[START OF Records to process]
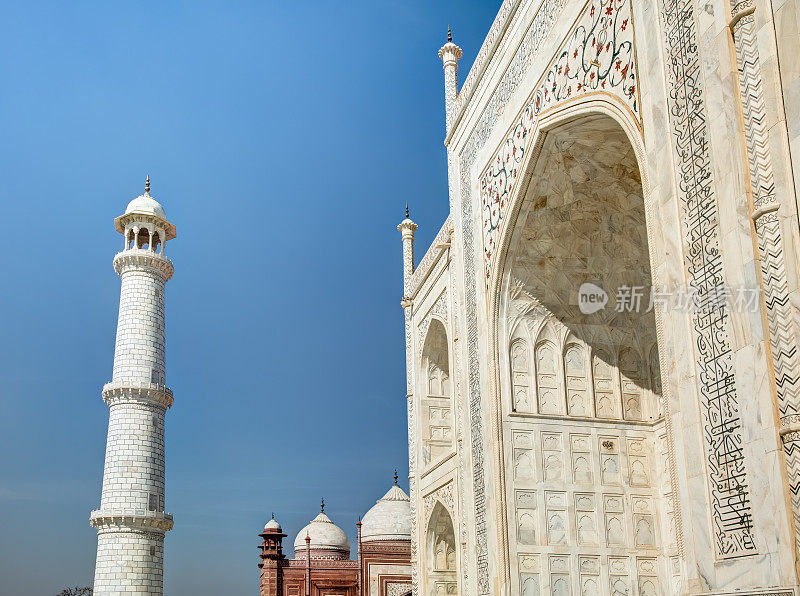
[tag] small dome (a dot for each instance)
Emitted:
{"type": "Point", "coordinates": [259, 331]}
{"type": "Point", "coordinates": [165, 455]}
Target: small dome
{"type": "Point", "coordinates": [389, 519]}
{"type": "Point", "coordinates": [146, 205]}
{"type": "Point", "coordinates": [327, 540]}
{"type": "Point", "coordinates": [273, 525]}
[END OF Records to process]
▸ **Your objective**: Please reproduce every line of the rows above except the pictures, and move each answer point by adding -8 to both of its coordinates. The answer points are the ones listed after each "Target" line; keep the requests and all other lines as they are.

▸ **The output**:
[tag] small dome (a dot for each instance)
Emitted:
{"type": "Point", "coordinates": [259, 331]}
{"type": "Point", "coordinates": [165, 455]}
Target: small dome
{"type": "Point", "coordinates": [381, 511]}
{"type": "Point", "coordinates": [138, 197]}
{"type": "Point", "coordinates": [319, 532]}
{"type": "Point", "coordinates": [265, 517]}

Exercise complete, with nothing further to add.